- _To be done_
**a)** Please copy the forum post on OpenMP nested parallelism word for word, from "I am using icc" to "to around 15).".
**b)** Decide whether each statement agrees with the forum post on OpenMP nested parallelism. For each one, answer yes or no and quote the words of the post that decide it.
(i) The binary tree built in the application is very deep.
(ii) Parallelizing the loops inside each task still produced correct results.
(iii) Parallelizing the loops shortened the processing time of the root node.

--- Reading passage ---

I am using icc 188.8.131.52, Build 20141023 for the Intel Xeon Phi. Using the OpenMP task construct in my application, I construct a binary tree and perform a substantial amount of computations for each node. More specifically, after a node is processed, it creates two children. The children are created as new tasks and the same computations are performed on the children. However, the tree is not very deep and only a relatively small number of tasks are running at any point in time (up to around 15).
In order to take advantage of the large number of cores on the Xeon Phi, I thought to parallelize using "#pragma omp parallel" and "#pragma omp for" the loops that consist the main computational workload within each task. Although I am getting the correct results, the execution time did not improve at all. I think that this is not an issue of creating too many threads in my program, since I try to restrict the total number of running threads. For example, I timed the processing of the root node (hence only 1 task is running at that point and all cores are available for the parallelization of the loops) with and without parallelization of the loops and I get the exact same processing time. I also verified that 228 are requested by the program for this case.
It is my understanding that the OpenMP specification leaves the implementation of nested parallelism to the discretion of the implementer. Might it be the case that I don't see any performance improvement due to the fact that the Intel compiler does not support nested parallelism in this fashion (tasks and parallel loops within each task)? How could I check what is going on?
Thank you in advance,
Ioannis E. Venetis
Sometimes the mind gets stuck in the difficult parts and misses the obvious answers.
I am getting a segmentation fault now, but this is obviously some error in my parallel implementation.
Ioannis E. Venetis

--- Data segment ---

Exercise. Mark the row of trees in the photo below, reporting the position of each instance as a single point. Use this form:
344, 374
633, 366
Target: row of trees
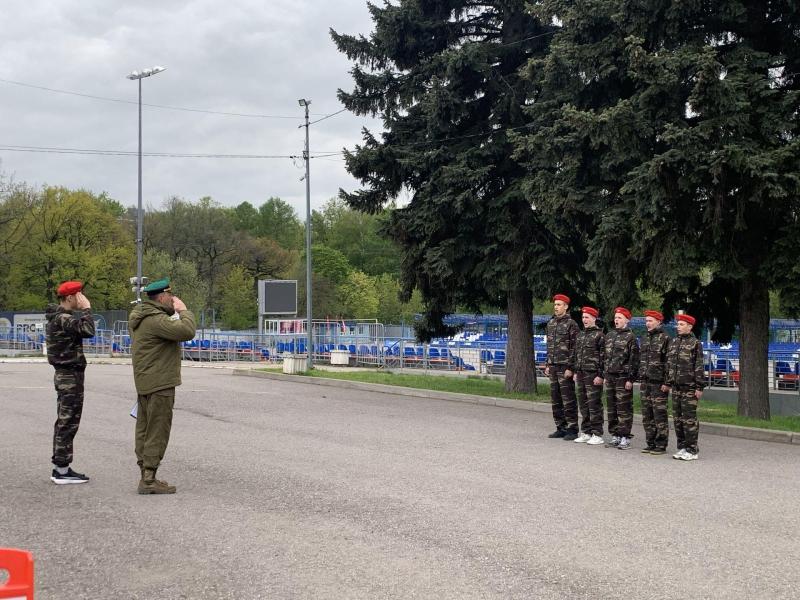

---

- _Expected answers_
**a)**
I am using icc 188.8.131.52, Build 20141023 for the Intel Xeon Phi. Using the OpenMP task construct in my application, I construct a binary tree and perform a substantial amount of computations for each node. More specifically, after a node is processed, it creates two children. The children are created as new tasks and the same computations are performed on the children. However, the tree is not very deep and only a relatively small number of tasks are running at any point in time (up to around 15).

**b)**
(i) No: "the tree is not very deep"
(ii) Yes: "Although I am getting the correct results"
(iii) No: "with and without parallelization of the loops and I get the exact same processing time"